[Point-based annotation data]
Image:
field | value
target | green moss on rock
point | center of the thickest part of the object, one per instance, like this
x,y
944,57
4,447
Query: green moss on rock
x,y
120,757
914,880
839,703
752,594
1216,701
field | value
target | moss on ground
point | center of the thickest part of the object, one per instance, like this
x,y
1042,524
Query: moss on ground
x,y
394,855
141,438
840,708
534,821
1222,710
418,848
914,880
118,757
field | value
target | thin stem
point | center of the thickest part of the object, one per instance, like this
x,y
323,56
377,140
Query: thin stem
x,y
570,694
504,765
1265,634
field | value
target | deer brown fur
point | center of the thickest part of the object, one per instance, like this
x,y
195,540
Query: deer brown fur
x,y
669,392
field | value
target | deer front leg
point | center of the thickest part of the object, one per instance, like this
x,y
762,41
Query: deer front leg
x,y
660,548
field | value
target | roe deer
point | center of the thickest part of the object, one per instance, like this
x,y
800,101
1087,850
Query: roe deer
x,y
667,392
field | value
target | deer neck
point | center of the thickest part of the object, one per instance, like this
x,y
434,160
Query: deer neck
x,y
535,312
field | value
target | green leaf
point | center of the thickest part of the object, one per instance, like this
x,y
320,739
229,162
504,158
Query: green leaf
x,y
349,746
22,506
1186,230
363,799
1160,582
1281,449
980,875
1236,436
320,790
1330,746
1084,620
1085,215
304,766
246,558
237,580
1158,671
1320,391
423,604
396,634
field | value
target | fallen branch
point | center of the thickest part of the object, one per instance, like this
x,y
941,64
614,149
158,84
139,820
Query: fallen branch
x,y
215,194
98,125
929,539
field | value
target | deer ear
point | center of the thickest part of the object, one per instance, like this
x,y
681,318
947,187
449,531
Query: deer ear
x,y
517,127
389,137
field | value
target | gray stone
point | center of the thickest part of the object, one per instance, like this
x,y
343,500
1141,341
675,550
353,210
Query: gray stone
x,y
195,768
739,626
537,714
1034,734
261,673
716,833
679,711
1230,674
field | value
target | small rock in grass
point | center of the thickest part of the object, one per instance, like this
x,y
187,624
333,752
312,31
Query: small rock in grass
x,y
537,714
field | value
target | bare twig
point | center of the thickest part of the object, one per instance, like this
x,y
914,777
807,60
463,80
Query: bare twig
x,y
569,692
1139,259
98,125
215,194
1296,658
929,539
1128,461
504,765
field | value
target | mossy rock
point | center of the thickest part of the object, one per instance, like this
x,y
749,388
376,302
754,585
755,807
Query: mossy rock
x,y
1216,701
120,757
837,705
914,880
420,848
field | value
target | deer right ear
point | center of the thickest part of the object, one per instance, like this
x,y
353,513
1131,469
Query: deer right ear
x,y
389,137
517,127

REQUIRED TASK:
Which lines in the items above contain the word "rock"? Report each of those lines in full.

ANSWER TO THE TASK:
target | green moss on rock
Query: green moss on rock
target | small rock in grass
Query: small rock in grass
target | mossy rock
Query: mossy rock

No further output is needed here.